-- start Provided material --

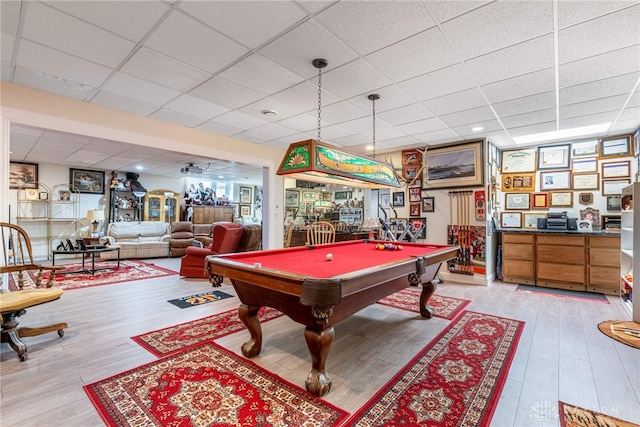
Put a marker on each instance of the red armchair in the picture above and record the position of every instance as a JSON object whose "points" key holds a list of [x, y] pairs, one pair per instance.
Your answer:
{"points": [[226, 237]]}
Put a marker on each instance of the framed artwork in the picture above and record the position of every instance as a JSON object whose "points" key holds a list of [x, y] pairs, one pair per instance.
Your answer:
{"points": [[460, 165], [615, 146], [517, 201], [415, 193], [519, 161], [530, 219], [23, 175], [586, 181], [614, 187], [585, 198], [398, 198], [555, 180], [410, 172], [411, 158], [554, 157], [584, 165], [419, 224], [511, 219], [384, 201], [613, 203], [616, 169], [540, 201], [245, 194], [559, 199], [519, 182], [86, 181], [428, 204], [584, 148], [291, 198]]}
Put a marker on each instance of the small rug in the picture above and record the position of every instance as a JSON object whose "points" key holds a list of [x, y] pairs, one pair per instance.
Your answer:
{"points": [[207, 386], [443, 307], [627, 332], [128, 271], [192, 334], [564, 293], [199, 299], [456, 380], [574, 416]]}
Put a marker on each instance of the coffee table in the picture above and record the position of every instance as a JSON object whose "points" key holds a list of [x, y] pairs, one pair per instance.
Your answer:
{"points": [[84, 252]]}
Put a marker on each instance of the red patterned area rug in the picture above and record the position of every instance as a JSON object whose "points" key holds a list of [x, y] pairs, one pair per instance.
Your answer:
{"points": [[207, 386], [456, 380], [192, 334], [107, 274], [408, 299]]}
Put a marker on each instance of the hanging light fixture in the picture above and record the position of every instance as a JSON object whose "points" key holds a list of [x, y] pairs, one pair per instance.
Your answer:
{"points": [[313, 160]]}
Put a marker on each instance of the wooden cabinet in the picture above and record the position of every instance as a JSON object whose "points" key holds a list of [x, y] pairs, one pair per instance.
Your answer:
{"points": [[561, 261], [604, 264], [211, 214], [518, 258]]}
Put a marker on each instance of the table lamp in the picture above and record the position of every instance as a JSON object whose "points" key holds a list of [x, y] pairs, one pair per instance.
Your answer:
{"points": [[95, 216]]}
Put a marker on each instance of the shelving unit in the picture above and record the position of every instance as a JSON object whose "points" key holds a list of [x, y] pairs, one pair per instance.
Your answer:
{"points": [[48, 214], [629, 243]]}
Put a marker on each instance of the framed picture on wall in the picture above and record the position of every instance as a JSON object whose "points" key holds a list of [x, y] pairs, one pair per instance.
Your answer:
{"points": [[23, 175]]}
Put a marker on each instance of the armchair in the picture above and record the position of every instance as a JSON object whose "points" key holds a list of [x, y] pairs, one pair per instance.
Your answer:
{"points": [[17, 258], [226, 237]]}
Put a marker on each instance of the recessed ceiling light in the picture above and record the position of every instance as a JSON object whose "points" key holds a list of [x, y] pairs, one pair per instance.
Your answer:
{"points": [[562, 134]]}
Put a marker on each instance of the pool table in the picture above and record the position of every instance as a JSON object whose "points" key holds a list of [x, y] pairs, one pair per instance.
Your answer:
{"points": [[318, 293]]}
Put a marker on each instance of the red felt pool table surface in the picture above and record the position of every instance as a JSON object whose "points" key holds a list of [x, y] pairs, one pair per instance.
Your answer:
{"points": [[348, 257]]}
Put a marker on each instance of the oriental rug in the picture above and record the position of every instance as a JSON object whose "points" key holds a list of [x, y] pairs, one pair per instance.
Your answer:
{"points": [[626, 332], [107, 274], [443, 307], [207, 386], [194, 333], [574, 416], [456, 380]]}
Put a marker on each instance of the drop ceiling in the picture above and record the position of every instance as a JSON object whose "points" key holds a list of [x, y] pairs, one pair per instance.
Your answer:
{"points": [[441, 68]]}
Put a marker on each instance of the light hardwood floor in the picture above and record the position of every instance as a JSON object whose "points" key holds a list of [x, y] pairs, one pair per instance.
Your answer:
{"points": [[561, 355]]}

-- end Provided material --

**Written request:** Copy out all of the data word for word. Do not carry over any picture.

**Problem solution:**
Put a marker on each instance of the red armchair in the picture above and record the position of every instance as a JSON object whose "points" key holds a list of [x, y] pairs, one pair per instance.
Your answer:
{"points": [[226, 237]]}
Put a marker on each instance of the framed artwork in the picture above and record the position of every instance as a JSON object whose "points" key holds a list of [x, y] pairs, one pair per instance.
Your answer:
{"points": [[460, 165], [615, 146], [517, 201], [415, 193], [519, 161], [530, 219], [23, 175], [586, 181], [614, 187], [585, 198], [398, 198], [555, 180], [410, 172], [411, 158], [554, 157], [584, 165], [419, 224], [511, 219], [384, 201], [613, 203], [616, 169], [540, 201], [245, 194], [559, 199], [519, 182], [86, 181], [428, 204], [584, 148], [291, 198]]}
Put a marker on each instance of the small rug in the picture above and record the position of every instance as a JSON object whose "points" key holds a list of [x, y] pairs, one pair per instance.
Your answer:
{"points": [[207, 386], [443, 307], [627, 332], [128, 271], [192, 334], [564, 293], [199, 299], [456, 380], [574, 416]]}
Put a marker on each instance of the coffee table in the picture above and record the position of every instance as a JSON object whose "points" key holds a list of [x, y] pairs, one pair per instance.
Your answer:
{"points": [[84, 252]]}
Put a marker on each instance of the red patterned area rug in the picture above and record the position of every instance as a JSON object whose "points" key holds a list of [x, y] pairs, one pair per instance.
Your answer:
{"points": [[207, 386], [456, 380], [192, 334], [107, 274], [408, 299]]}
Put a marker on each instance of the hanging light fixture in the picture above and record the position of every instance as a JSON object whose "points" key holds a list of [x, y] pairs, one pair per instance.
Your answer:
{"points": [[313, 160]]}
Put a marker on each instance of the wooden cabinet in the picture above and record the position of every instance as a JSON object whose "points" key holds a list of [x, y] pairs, one pair per instance.
Your answer:
{"points": [[561, 261], [604, 264], [211, 214], [518, 258]]}
Put a marker on each instance of the table lamp in the picture above and record the position of every instance as a JSON object whose "points" key holds a list of [x, y] pairs, one pair per instance.
Your answer:
{"points": [[95, 216]]}
Put a marker on each instance of the shelving unit in the picture above and record the position of every instance as a JSON object whose "points" key holds a list of [x, y] pairs, one pair per instance.
Your answer:
{"points": [[48, 214], [629, 243]]}
Put a marker on each instance of the framed picture on wall in the picture above and record the position of every instance as a JSON object whose "points" key holds a list of [x, y] pairs, one pair per instance.
Your answer:
{"points": [[23, 175]]}
Put a marker on each instance of the armchair in the picture above and record the position of every instance as a JSON object whose "points" key holds a list of [x, y] pairs, one pair per instance.
Your answer:
{"points": [[17, 258], [226, 237]]}
Put a marker on each instance of the recessed ceiling light in the picture above and record the position of every instance as a JSON object whose "points" key holds a list of [x, y] pairs, one pair per instance.
Your answer:
{"points": [[562, 134]]}
Put a marker on each instance of the pool table in the picture above and record the position of every instance as a JSON object whose "points" key holds a list of [x, y] pairs, one pair per instance.
Your answer:
{"points": [[318, 293]]}
Put a marker on each instance of the red felt pool table surface in the picture above and record the position of every instance as a JSON object whose "points" key holds a list of [x, y] pairs, one pair per instance.
Your answer:
{"points": [[348, 257]]}
Put a marker on each instance of the oriental rug in the picture above and record the position of every instance as a JSON object whose "points" key holds a list of [x, y] pairs, one pair per instance.
Your answer:
{"points": [[626, 332], [107, 274], [443, 307], [207, 386], [194, 333], [574, 416], [456, 380]]}
Put a marker on each instance of the drop ceiling in the picture above and record the position of every instance as a JSON object whose "points" key holds a list of [x, y] pairs, one pair per instance.
Your answer:
{"points": [[441, 68]]}
Put a marker on each instance of the light hardwood floor in the picture above and record the position of every instance as a JSON object whose "points" key holds a list of [x, y] pairs, one pair per instance.
Your answer:
{"points": [[561, 355]]}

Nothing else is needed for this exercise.